(Entries provided Opens)
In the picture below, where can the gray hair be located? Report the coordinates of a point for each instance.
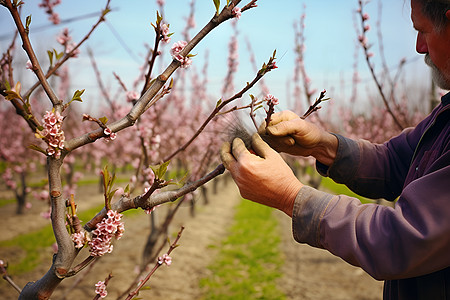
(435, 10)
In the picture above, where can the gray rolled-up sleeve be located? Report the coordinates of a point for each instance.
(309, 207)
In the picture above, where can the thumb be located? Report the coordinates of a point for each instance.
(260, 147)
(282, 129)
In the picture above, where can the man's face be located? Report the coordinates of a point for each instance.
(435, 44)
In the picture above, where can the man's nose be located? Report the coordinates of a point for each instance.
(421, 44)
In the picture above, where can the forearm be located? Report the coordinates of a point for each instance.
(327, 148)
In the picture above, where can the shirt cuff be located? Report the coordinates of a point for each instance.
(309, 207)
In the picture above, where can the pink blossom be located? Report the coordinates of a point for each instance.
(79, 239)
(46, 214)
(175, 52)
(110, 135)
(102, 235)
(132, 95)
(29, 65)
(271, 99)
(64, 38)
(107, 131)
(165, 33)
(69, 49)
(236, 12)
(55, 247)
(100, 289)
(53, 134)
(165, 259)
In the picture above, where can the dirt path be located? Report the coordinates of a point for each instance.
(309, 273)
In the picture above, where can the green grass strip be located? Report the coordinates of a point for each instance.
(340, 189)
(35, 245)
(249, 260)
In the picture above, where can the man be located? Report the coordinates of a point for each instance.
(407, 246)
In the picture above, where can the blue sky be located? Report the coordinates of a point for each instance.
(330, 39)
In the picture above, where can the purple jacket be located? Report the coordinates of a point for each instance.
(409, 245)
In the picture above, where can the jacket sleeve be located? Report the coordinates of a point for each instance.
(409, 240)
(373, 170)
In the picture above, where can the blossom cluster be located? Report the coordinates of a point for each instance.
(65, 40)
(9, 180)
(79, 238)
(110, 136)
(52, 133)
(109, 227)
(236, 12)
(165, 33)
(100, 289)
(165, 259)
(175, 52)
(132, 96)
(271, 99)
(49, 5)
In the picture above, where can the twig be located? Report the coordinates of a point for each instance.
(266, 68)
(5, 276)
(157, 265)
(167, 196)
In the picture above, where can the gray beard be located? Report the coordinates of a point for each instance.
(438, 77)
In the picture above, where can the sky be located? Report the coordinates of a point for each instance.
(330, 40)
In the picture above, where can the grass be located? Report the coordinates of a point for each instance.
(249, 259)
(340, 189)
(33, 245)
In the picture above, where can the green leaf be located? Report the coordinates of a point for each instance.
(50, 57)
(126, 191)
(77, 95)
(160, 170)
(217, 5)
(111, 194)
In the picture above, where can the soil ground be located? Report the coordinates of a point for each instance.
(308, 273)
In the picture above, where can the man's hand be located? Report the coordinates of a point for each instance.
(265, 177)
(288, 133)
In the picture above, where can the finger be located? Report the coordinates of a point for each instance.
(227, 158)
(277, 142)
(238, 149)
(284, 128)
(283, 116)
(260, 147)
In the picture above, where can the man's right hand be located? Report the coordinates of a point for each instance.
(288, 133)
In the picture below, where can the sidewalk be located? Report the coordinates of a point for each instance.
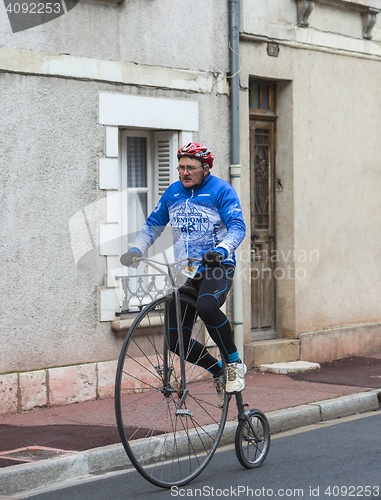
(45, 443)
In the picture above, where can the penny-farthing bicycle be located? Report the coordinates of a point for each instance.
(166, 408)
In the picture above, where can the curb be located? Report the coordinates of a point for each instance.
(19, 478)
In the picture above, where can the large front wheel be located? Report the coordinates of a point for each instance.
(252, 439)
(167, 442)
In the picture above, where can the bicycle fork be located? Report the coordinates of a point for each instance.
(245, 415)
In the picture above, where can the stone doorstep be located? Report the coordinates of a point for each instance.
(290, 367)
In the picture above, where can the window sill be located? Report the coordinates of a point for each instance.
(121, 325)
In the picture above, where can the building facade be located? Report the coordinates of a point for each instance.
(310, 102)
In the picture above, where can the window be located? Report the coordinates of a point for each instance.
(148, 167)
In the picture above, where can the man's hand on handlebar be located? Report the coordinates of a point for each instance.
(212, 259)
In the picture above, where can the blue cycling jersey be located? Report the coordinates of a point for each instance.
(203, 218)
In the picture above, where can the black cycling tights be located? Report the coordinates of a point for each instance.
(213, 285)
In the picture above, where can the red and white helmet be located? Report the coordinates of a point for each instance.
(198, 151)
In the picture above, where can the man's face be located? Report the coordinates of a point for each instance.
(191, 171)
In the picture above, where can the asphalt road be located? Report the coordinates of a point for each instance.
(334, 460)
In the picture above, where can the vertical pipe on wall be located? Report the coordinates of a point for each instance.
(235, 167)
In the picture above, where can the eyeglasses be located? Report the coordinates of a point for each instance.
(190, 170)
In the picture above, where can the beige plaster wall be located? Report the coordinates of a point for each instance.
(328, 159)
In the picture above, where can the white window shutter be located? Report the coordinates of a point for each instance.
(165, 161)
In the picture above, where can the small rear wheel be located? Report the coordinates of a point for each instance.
(Entries provided Closes)
Task instructions:
Print the line containing "In the picture above, where can the beige" and every line after it to the end of the records above, exactly as written, and nothing else.

Reply to the task:
In the picture above, where can the beige plaster wall be located? Report the coordinates of a point for each instance.
(328, 159)
In the picture above, where can the white window shutter be located? Report the coordinates of a point for each instance.
(165, 161)
In the picture above, where can the small rear wheel be located? Report the coordinates of a point for each instance.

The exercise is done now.